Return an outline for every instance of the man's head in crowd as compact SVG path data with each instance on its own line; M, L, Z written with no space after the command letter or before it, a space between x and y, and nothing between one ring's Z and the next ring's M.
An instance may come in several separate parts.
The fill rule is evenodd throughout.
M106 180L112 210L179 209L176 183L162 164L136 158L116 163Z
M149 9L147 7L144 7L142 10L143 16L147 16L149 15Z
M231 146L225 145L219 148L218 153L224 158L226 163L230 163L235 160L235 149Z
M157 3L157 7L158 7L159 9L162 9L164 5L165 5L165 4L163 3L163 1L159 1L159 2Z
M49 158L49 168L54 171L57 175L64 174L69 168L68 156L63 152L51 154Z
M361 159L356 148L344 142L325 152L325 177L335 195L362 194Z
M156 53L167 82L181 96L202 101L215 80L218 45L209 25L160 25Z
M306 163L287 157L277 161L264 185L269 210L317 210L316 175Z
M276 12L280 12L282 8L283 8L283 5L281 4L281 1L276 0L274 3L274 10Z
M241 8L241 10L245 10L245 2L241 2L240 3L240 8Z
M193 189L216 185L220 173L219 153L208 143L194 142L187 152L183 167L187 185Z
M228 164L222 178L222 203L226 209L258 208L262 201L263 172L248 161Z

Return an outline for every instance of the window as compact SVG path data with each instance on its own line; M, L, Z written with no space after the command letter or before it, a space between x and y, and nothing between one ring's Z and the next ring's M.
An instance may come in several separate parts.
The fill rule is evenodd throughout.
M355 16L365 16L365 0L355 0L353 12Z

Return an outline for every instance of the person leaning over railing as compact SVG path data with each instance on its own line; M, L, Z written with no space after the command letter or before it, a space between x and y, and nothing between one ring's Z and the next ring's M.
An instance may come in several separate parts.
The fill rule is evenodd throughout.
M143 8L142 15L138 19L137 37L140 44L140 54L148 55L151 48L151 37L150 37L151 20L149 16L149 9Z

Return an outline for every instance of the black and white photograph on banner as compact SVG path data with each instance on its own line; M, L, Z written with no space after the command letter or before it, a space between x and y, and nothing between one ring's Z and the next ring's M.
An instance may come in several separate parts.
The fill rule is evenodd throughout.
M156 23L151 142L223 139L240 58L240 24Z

* Given task:
Arrange the lines above as a Markdown table with two columns, Row and Line. Number the rows consecutively from 1 and leave out any blank lines.

* Response:
| Row | Line |
|---|---|
| 1 | Return an outline for every instance of the man's head in crowd as compact SVG path data with each instance on its own line; M, L, Z written with no space after the command letter or before it, a space between x and y, and nothing between one ring's Z and the next ring's M. |
| 2 | An instance may come in several separate parts. |
| 3 | The fill rule is evenodd throughout. |
| 4 | M106 180L112 210L179 209L176 183L162 164L136 158L116 163Z |
| 5 | M149 9L147 7L144 7L142 10L143 16L147 16L149 15Z |
| 6 | M231 146L225 145L219 148L218 153L224 158L226 163L230 163L235 160L235 149Z |
| 7 | M157 3L157 7L158 7L159 9L162 9L164 5L165 5L165 4L163 3L163 1L159 1L159 2Z |
| 8 | M49 158L49 168L54 171L57 175L64 174L69 168L68 156L63 152L51 154Z |
| 9 | M361 159L356 148L344 142L325 152L325 177L335 195L362 194Z |
| 10 | M156 53L167 82L181 96L202 101L215 80L218 45L209 25L160 25Z |
| 11 | M306 163L287 157L277 161L264 185L269 210L317 210L316 175Z |
| 12 | M276 12L280 12L282 8L283 8L283 5L281 4L281 1L276 0L274 3L274 10Z |
| 13 | M241 8L241 10L245 10L245 2L241 2L240 3L240 8Z |
| 14 | M193 189L216 185L220 173L219 153L208 143L194 142L187 152L183 167L187 185Z |
| 15 | M228 164L222 178L222 203L226 209L258 208L262 201L263 172L248 161Z |
| 16 | Return an outline for every instance of the window as compact SVG path data with each instance on its own line; M, L, Z written with no space after the command letter or before it, a space between x and y, and nothing between one ring's Z and the next ring's M. |
| 17 | An instance may come in several separate parts. |
| 18 | The fill rule is evenodd throughout. |
| 19 | M355 16L365 16L365 0L355 0L353 12Z |
| 20 | Return an outline for every instance of the person leaning over railing as compact SVG path data with each instance on its own line; M, L, Z written with no space after the command letter or before it, a space between x and y, and nothing between one ring's Z and the next ring's M. |
| 21 | An instance may come in several separate parts. |
| 22 | The fill rule is evenodd throughout. |
| 23 | M143 8L142 15L138 19L137 37L140 44L140 54L148 55L151 48L151 37L150 37L151 20L149 16L149 9Z |
| 24 | Return an outline for every instance of the black and white photograph on banner as compact SVG path data with each instance on its own line; M, L, Z written with no space after the command letter or before it, a space between x and y, and nothing between one ring's Z and the next ring's M. |
| 25 | An instance may come in several separate parts. |
| 26 | The fill rule is evenodd throughout. |
| 27 | M156 23L151 142L223 139L240 58L240 24Z |